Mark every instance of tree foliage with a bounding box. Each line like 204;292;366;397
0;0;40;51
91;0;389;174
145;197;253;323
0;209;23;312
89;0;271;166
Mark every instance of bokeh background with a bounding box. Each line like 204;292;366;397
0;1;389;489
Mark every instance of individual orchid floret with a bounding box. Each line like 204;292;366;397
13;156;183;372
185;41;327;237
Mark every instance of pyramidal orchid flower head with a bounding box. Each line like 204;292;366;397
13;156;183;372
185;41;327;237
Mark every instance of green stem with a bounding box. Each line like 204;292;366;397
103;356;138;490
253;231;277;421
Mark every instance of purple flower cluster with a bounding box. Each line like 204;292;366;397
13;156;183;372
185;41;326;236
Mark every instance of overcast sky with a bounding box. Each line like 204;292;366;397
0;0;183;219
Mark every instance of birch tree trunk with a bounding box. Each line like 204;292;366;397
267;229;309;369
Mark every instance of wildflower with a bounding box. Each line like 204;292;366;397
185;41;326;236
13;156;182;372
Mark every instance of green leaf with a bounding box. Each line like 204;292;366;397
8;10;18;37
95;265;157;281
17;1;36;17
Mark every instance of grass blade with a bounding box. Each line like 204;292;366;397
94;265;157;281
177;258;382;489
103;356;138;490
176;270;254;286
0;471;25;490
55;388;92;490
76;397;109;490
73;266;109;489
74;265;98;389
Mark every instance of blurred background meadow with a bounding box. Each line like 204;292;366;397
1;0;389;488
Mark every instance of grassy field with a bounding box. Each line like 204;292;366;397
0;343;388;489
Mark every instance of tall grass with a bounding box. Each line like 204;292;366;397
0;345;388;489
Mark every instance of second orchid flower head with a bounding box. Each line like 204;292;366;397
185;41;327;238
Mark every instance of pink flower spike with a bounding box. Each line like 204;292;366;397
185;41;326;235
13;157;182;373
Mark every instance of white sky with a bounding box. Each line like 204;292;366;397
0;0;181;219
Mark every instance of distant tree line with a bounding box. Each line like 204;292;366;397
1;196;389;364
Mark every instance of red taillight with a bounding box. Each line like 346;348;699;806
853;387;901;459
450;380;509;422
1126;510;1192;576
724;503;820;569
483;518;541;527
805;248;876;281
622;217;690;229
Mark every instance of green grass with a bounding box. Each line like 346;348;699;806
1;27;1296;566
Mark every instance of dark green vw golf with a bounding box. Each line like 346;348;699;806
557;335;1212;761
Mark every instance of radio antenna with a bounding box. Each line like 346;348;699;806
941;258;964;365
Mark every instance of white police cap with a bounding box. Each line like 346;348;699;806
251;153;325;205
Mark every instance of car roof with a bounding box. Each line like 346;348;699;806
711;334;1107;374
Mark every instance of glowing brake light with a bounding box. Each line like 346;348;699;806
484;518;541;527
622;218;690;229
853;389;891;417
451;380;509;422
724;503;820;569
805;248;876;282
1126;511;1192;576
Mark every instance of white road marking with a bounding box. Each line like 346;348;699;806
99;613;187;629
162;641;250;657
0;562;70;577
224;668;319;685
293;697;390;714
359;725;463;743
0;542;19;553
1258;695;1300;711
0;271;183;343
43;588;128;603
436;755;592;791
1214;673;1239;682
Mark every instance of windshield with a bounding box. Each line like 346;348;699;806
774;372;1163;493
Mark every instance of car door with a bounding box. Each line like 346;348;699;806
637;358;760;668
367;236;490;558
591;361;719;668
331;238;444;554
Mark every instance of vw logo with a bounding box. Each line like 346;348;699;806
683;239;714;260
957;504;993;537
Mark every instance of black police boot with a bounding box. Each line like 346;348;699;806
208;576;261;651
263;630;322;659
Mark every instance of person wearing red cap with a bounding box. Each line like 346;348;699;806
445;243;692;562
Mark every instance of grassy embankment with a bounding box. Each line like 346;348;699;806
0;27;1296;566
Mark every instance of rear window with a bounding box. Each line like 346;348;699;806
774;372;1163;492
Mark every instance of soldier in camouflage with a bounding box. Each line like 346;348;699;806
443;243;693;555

◇ ◇ ◇ ◇ ◇ ◇ ◇

> **TASK DETAILS**
All of the material above needs to be copied exactly.

> **ANSWER FOR THE TASK**
Mark every instance of tree foliage with a bounding box. Each line like 204;292;366;397
0;0;40;51
91;0;389;174
145;197;253;323
0;209;23;312
89;0;271;166
Mark every instance of bokeh background with a bounding box. Each line like 204;292;366;397
0;1;389;489
Mark every instance of individual orchid floret with a bounding box. Each line like 204;292;366;397
13;156;183;372
185;41;327;237
Mark every instance of pyramidal orchid flower head with a bounding box. Each line like 204;292;366;397
13;156;183;372
185;41;327;237
Mark every instance of green stem with a bounding box. Each line like 204;292;366;397
103;356;138;490
253;231;277;421
Mark every instance of purple flower cluster with a bounding box. Each line like 204;292;366;397
13;156;183;372
185;41;326;236
Mark every instance of overcast sky with a bounding box. Each line like 204;292;366;397
0;0;183;219
Mark every instance of birch tree trunk with a bounding box. Each line like 204;292;366;397
267;229;309;369
Mark every instance of wildflower with a bounding box. Each line like 204;292;366;397
185;41;326;236
13;156;182;372
Mark every instance of green leaf with a bounding box. Each line like 204;292;366;397
8;10;18;37
95;265;157;281
17;1;36;17
Mark every instance of grass blade with a bounding box. Each line like 204;292;366;397
94;265;157;281
177;258;382;489
103;356;138;490
176;270;254;286
0;471;25;490
55;388;92;490
76;397;109;490
73;266;109;489
74;265;98;389
Mark every instance of blurred background meadow with a bounding box. Each line like 204;292;366;397
1;0;389;488
Mark every instance of grassy field with a bounding box. Each line like 204;292;366;397
0;343;388;489
Mark every instance of tall grass with a bounding box. Each line like 204;292;366;397
0;345;388;489
Mark every instance of second orchid flower head with a bounding box. Each line like 204;292;366;397
185;41;327;238
Mark every instance of pink flower spike with a bounding box. Each line like 204;292;366;397
185;41;326;235
13;157;182;373
Mark every instance of white sky with a bounding box. Each line like 204;292;366;397
0;0;181;219
Mark every instance of distant tree line with a bounding box. Each line like 204;292;366;397
1;196;389;364
Mark every instance of red taillight with a bounding box. Each line like 346;348;699;806
853;387;901;459
450;380;509;422
1126;510;1192;576
724;503;820;569
483;518;541;527
805;248;876;281
622;217;690;229
Mark every instance of green grass with a bounding box. Each line like 346;348;699;806
1;27;1296;566
Mark every instance of dark green vw golf with a bounding box. Each line like 346;348;699;806
557;335;1212;761
Mark every instance of radio antenna with a bounding box. Each line like 346;348;699;806
941;258;964;365
Mark every instance of white police cap with a bounding box. Each line like 346;348;699;806
251;153;325;205
Mark every instance of car roof with a bounding box. Each line like 346;348;699;806
711;334;1107;374
Mark every instance of glowing brake light with a bounding box. Each line like 346;348;699;806
484;518;541;527
622;218;690;229
853;389;891;417
451;380;509;422
724;503;820;569
805;248;876;282
1126;511;1192;576
Mark every instance of white road marking with a bounding box. Each line like 346;348;699;806
99;613;187;629
162;641;250;657
0;562;70;577
224;668;319;685
293;697;390;714
359;725;463;743
0;542;19;553
1258;695;1300;711
0;271;183;343
43;588;128;603
436;755;592;791
1214;673;1239;682
Mark every instance of windshield with a bounding box. Each line like 346;348;699;806
774;372;1163;493
Mark every instance of car door with a bounding box. Each line like 346;348;699;806
637;358;760;668
367;236;490;558
591;361;719;668
331;238;444;554
Mark every instance of vw logo with a bounding box. Each line like 346;348;699;806
683;239;714;260
957;504;993;537
Mark every instance of black police boot with a bounding box. Each line like 346;348;699;806
208;576;261;651
263;630;322;659
Mark every instance of person wearing red cap with a bounding box. Each line like 346;348;699;806
445;243;692;562
Mark every instance of grassy embankment with a bounding box. Each line like 346;348;699;806
0;27;1296;566
Mark every instance of rear window with a bounding box. Each line like 346;348;699;806
774;372;1163;492
Mark every instance of soldier in camouflage with a bounding box. Each line like 346;348;699;806
443;243;693;555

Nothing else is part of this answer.